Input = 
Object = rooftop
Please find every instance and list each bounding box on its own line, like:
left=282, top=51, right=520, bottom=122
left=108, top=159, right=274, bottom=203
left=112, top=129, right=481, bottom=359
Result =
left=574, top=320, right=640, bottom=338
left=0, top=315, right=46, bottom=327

Work instructions -> Word for word, give the whole listing again.

Solved problem ->
Input = 
Object = rooftop
Please find every instance and list each bounding box on its own line, like:
left=282, top=51, right=520, bottom=122
left=108, top=159, right=274, bottom=203
left=112, top=129, right=481, bottom=359
Result =
left=574, top=320, right=640, bottom=338
left=0, top=315, right=46, bottom=327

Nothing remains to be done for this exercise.